BEGIN

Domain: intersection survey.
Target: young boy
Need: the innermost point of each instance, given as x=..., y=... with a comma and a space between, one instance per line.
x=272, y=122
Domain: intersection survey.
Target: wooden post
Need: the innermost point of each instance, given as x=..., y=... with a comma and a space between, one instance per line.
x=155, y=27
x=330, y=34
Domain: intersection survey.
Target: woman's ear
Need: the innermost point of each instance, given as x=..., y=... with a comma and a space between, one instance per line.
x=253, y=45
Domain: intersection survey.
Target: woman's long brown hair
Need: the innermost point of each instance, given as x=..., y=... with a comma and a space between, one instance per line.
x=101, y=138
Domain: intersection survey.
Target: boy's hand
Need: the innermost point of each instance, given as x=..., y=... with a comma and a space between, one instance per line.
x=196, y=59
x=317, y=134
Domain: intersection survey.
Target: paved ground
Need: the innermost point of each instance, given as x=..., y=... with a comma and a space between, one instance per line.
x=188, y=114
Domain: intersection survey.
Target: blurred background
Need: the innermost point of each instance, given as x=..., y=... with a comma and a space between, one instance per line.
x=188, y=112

END
BEGIN

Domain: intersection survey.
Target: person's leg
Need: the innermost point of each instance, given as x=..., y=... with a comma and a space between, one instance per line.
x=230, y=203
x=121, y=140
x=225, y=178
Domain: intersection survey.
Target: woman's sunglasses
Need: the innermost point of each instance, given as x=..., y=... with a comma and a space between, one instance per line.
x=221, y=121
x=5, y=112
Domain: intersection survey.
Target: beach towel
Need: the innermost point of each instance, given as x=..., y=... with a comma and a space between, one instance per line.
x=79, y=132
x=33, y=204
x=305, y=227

END

Activity: Extract every line containing the string "Target" from the material.

Task result:
Target: young boy
Target: wooden post
Target: woman's ear
Target: woman's long brown hair
Target: boy's hand
Target: paved ground
Target: blurred background
Target: person's leg
Target: woman's sunglasses
Target: beach towel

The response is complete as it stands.